======== Exercise material
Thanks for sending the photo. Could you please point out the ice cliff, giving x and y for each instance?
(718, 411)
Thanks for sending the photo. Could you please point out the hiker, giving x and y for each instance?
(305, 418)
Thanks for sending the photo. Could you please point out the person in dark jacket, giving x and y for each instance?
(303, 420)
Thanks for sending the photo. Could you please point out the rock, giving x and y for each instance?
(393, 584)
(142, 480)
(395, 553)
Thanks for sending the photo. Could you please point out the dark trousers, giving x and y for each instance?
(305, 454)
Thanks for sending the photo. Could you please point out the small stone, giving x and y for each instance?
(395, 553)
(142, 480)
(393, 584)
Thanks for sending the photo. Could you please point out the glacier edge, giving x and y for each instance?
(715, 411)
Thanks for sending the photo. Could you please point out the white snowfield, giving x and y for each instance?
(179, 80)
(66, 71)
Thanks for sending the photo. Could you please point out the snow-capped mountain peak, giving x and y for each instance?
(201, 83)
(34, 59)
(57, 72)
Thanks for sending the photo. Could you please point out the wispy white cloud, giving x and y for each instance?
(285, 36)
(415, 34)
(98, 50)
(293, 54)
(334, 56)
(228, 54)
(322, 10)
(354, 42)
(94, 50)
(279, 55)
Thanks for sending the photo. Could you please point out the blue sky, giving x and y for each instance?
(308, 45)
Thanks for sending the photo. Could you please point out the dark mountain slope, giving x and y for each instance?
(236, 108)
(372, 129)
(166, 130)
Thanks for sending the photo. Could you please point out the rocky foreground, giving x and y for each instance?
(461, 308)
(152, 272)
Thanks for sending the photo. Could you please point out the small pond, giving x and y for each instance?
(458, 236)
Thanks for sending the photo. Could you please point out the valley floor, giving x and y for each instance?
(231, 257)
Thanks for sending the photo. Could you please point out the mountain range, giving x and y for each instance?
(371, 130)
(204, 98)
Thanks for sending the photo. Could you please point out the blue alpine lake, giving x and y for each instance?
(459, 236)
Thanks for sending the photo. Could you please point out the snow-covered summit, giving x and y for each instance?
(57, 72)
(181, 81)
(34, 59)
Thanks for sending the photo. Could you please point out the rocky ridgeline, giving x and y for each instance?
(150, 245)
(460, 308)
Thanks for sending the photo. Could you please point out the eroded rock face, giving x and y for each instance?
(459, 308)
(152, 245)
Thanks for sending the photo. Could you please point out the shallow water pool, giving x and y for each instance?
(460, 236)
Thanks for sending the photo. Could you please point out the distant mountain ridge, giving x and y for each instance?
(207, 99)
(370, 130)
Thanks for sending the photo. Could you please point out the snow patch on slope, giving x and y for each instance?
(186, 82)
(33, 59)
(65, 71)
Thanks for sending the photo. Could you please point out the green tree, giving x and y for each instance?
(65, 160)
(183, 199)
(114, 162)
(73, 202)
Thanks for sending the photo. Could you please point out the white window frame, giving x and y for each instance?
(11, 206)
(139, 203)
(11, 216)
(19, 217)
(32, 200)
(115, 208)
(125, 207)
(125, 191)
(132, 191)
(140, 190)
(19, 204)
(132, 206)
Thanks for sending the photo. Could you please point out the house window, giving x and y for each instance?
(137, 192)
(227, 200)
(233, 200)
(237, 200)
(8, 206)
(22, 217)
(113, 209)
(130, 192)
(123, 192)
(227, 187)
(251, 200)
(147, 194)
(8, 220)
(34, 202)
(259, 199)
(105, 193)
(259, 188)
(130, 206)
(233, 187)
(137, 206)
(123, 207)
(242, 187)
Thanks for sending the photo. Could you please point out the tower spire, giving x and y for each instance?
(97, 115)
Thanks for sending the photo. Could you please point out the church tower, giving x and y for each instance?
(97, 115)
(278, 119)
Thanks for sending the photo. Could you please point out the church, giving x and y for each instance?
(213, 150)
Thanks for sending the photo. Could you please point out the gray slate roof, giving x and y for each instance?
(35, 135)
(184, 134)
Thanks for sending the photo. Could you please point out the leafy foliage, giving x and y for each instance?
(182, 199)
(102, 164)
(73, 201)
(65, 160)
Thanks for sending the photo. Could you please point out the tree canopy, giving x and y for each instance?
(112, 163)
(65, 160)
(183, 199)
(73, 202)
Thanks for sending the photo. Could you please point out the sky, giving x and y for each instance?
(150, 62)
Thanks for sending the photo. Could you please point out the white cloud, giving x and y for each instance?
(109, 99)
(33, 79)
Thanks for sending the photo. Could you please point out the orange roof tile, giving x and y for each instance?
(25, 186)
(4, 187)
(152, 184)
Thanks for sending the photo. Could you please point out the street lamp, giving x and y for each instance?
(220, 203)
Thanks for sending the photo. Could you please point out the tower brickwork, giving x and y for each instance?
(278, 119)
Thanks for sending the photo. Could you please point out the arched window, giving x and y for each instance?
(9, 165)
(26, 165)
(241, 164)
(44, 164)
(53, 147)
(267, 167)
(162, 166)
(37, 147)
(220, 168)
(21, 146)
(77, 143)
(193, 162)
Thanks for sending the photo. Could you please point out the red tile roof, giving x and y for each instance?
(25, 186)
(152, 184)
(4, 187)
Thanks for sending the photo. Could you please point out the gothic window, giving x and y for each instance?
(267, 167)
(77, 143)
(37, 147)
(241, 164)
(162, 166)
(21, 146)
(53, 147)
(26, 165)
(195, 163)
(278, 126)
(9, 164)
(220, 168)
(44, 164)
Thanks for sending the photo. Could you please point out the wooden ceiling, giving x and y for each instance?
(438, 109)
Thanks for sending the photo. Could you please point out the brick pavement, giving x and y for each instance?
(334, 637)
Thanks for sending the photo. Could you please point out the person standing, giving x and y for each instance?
================
What to work on »
Each record must be copied out exactly and in full.

Written solution »
Thanks for sending the photo. Could you please point out the ice cliff, giving x and y for each instance?
(718, 411)
Thanks for sending the photo. Could you please point out the hiker, giving x and y for each instance?
(305, 418)
Thanks for sending the photo. Could you please point out the person in dark jacket, giving x and y for each instance?
(303, 420)
Thanks for sending the photo. Could you please point out the rock, giving x and y for each instance?
(393, 584)
(142, 480)
(395, 553)
Thanks for sending the photo. Could you please point out the dark trousers, giving x and y for each instance?
(305, 454)
Thanks for sending the photo. Could you please point out the small stone, giving x and y for each instance?
(395, 553)
(142, 480)
(393, 584)
Thanks for sending the photo. Could you please point out the glacier edge, giving x and y for each instance?
(715, 411)
Thanks for sending the photo. Could you please point out the white snowfield, giving x and y for each instance?
(179, 80)
(66, 71)
Thanks for sending the photo. Could you please point out the snow-capped mountain peak, giving x and y for each instance?
(201, 83)
(34, 59)
(57, 72)
Thanks for sending the photo. Could you please point out the wispy white cloud, giving x and y for each instance?
(285, 36)
(415, 34)
(98, 50)
(293, 54)
(334, 56)
(228, 54)
(322, 10)
(354, 42)
(94, 50)
(279, 55)
Thanks for sending the photo. Could you please point out the blue sky, giving x and y for each instance?
(308, 45)
Thanks for sending the photo. Could you please point out the dark mountain slope, giving x and y for each instance?
(236, 108)
(372, 129)
(166, 130)
Thanks for sending the photo. Could you please point out the rocky foreground, giving x and y for each instance?
(461, 308)
(152, 272)
Thanks for sending the photo. Could you please point out the small pond, giving x and y for each instance?
(458, 236)
Thanks for sending the photo. Could you please point out the valley floor, giving x and y for each instance?
(231, 257)
Thanks for sending the photo. Could you please point out the mountain range, giving x and y for each instance?
(371, 130)
(204, 98)
Thanks for sending the photo. Could you please point out the blue alpine lake, giving x and y for each instance?
(459, 236)
Thanks for sending the photo. Could you please point out the snow-covered summit, giving x and y for each instance?
(57, 72)
(181, 81)
(34, 59)
Thanks for sending the photo. Could you please point out the rocky ridgeline, giving x and y for each instance?
(150, 245)
(460, 308)
Thanks for sending the photo. Could you please point out the eroded rock face, giving x and y for each instance?
(459, 308)
(152, 245)
Thanks for sending the photo. Could you please point out the shallow water pool, giving x and y for each instance?
(460, 236)
Thanks for sending the photo. Could you please point out the distant mountain ridge, giving x and y for each instance?
(207, 99)
(370, 130)
Thanks for sending the photo. Could you please point out the snow patch on slope, giving x and y for each instance?
(186, 82)
(33, 59)
(65, 71)
Thanks for sending the photo. Could you please point out the green tree, giving x and y for each instance?
(65, 160)
(183, 199)
(114, 162)
(73, 202)
Thanks for sending the photo. Could you please point out the white window frame, giving x and y for each instance?
(11, 206)
(139, 203)
(11, 216)
(19, 217)
(32, 200)
(115, 208)
(125, 207)
(125, 191)
(132, 191)
(140, 190)
(19, 204)
(132, 206)
Thanks for sending the photo. Could you please point out the house window, giving x and y for each instance?
(137, 192)
(227, 200)
(233, 200)
(237, 200)
(8, 206)
(22, 217)
(113, 209)
(130, 192)
(123, 192)
(227, 187)
(251, 200)
(147, 194)
(8, 220)
(34, 202)
(259, 199)
(105, 193)
(259, 188)
(130, 206)
(233, 187)
(137, 206)
(123, 207)
(242, 187)
Thanks for sending the photo. Could you please point out the tower spire, giving x and y for each instance?
(97, 115)
Thanks for sending the photo. Could you please point out the church tower, giving x and y for each instance?
(97, 115)
(278, 119)
Thanks for sending the photo. Could you please point out the church, giving x and y for each instance?
(213, 150)
Thanks for sending the photo. Could you please point out the gray slate roof, giving x and y for each instance?
(35, 135)
(184, 134)
Thanks for sending the photo. Could you please point out the leafy foliage, giving x and y for each instance?
(182, 199)
(102, 164)
(73, 201)
(65, 160)
Thanks for sending the photo. Could you please point out the tree canopy, giving x and y for each instance?
(112, 163)
(65, 160)
(183, 199)
(73, 202)
Thanks for sending the photo. Could you please point out the sky, giving x and y for each instance?
(150, 62)
Thanks for sending the photo. Could you please point out the white cloud, giving x and y for each instance?
(109, 99)
(33, 79)
Thanks for sending the photo. Could you please point out the orange roof tile, giving x and y for each instance?
(25, 186)
(4, 187)
(152, 184)
Thanks for sending the photo. Could you please point out the street lamp, giving x and y for each instance?
(220, 203)
Thanks for sending the photo. Could you please point out the tower brickwork, giving x and y for each instance?
(278, 119)
Thanks for sending the photo. Could you please point out the arched window, giving x and y for each instance?
(9, 165)
(26, 165)
(241, 164)
(44, 164)
(53, 147)
(267, 167)
(162, 166)
(37, 147)
(220, 168)
(21, 146)
(77, 143)
(193, 162)
Thanks for sending the photo. Could you please point out the red tile roof, giving x and y for each instance?
(25, 186)
(152, 184)
(4, 187)
Thanks for sending the photo. Could you please point out the gothic window, giving x and y for each instance?
(267, 167)
(77, 143)
(37, 147)
(241, 164)
(162, 166)
(21, 146)
(53, 147)
(26, 165)
(195, 163)
(278, 126)
(9, 164)
(220, 168)
(44, 164)
Thanks for sending the photo. Could you please point out the wooden ceiling, giving x and y for each instance?
(438, 109)
Thanks for sending the photo. Could you please point out the brick pavement, giving x and y for each instance?
(334, 637)
Thanks for sending the photo. Could you please point out the person standing, giving x and y for each instance?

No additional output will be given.